▶ _Work to do_:
Extract the listing below word for word, from its first line through the line containing "[[576, 49]]", both included. Omit the pictures from your answer.

Coordinate annotation entries
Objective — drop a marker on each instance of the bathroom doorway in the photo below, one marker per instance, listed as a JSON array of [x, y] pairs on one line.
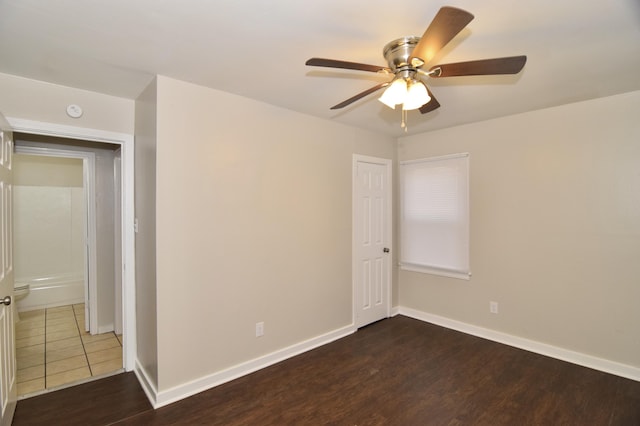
[[67, 241]]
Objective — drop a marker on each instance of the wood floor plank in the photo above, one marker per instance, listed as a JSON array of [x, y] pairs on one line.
[[398, 371]]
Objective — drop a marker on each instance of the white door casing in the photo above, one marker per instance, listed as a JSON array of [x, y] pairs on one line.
[[371, 239], [127, 206], [8, 386]]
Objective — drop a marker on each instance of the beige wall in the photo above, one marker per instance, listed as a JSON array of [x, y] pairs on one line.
[[253, 224], [39, 101], [555, 227], [145, 208]]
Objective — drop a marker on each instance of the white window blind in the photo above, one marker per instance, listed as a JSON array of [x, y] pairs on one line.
[[434, 210]]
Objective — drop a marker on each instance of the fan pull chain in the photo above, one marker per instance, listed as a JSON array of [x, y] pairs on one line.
[[403, 124]]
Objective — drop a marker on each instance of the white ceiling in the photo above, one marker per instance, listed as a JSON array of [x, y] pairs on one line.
[[576, 49]]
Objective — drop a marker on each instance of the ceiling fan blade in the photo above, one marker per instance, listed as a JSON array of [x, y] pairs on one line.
[[334, 63], [509, 65], [448, 22], [359, 96], [431, 105]]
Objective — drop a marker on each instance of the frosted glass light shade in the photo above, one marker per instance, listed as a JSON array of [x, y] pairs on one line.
[[395, 94], [417, 96]]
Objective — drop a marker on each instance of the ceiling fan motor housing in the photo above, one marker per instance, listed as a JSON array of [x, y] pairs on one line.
[[397, 52]]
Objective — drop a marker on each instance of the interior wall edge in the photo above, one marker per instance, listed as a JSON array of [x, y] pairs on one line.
[[578, 358]]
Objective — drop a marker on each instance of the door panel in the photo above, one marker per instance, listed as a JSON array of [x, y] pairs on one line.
[[372, 234], [8, 394]]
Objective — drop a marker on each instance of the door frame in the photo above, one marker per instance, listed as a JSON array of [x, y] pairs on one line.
[[126, 142], [388, 231], [91, 260]]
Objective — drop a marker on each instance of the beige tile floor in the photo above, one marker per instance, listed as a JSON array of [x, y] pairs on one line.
[[52, 349]]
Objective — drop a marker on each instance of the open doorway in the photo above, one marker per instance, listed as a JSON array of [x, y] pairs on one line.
[[67, 244]]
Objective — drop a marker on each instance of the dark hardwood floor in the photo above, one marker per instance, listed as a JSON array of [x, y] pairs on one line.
[[398, 371]]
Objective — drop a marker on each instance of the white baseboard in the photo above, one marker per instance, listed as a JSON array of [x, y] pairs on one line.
[[147, 385], [607, 366], [165, 397]]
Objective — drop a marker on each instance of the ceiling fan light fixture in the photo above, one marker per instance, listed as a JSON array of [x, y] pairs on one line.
[[395, 94], [417, 95]]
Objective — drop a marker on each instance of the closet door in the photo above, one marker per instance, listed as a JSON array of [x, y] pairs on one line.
[[8, 394]]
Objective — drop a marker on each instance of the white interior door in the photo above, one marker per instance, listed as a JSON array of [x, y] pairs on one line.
[[371, 239], [8, 394]]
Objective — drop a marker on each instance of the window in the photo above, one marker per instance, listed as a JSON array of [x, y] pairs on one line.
[[434, 215]]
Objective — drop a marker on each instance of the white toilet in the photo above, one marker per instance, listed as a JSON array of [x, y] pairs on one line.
[[20, 291]]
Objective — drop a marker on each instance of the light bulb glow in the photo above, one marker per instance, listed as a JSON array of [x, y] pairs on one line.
[[395, 94], [417, 96]]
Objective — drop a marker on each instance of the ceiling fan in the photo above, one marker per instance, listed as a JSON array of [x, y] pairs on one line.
[[407, 56]]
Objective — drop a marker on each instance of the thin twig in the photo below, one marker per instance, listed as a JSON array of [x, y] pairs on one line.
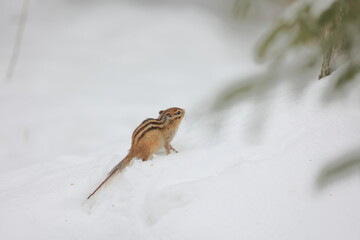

▶ _Reply_:
Objective — drop a marker on each instance of the bathroom doorway in the photo below, one marker per instance, listed as a JSON array of [x, y] pairs on one line.
[[67, 241]]
Objective — drop a marker on each instance of the wood floor plank in the photo above, one marker per instance, listed as a JSON array of [x, y] pairs on one line.
[[398, 371]]
Objective — drop a marker on each instance of the white door casing in the photo above, one marker per instance, listed as a JSON array of [x, y] pairs on one line.
[[371, 239], [127, 206], [8, 386]]
Objective — drop a marker on each instance of the beige wall in the photo above, one marker per instance, listed as a JSON array of [x, y] pairs on one line.
[[253, 224], [39, 101], [555, 227], [145, 208]]
Objective — drop a marker on each instance of the white window blind in the photo above, one marker per instance, listed as a JSON array of [x, y] pairs on one line.
[[434, 210]]
Objective — drop a marker on each instance of the fan pull chain in the photo above, one marker per instance, listed as a JSON array of [x, y] pairs on one line.
[[403, 124]]
Objective — drop a marker on each instance of the white ceiling in the photo above, one marker per instance, listed as a JSON array of [x, y] pairs on one line.
[[576, 49]]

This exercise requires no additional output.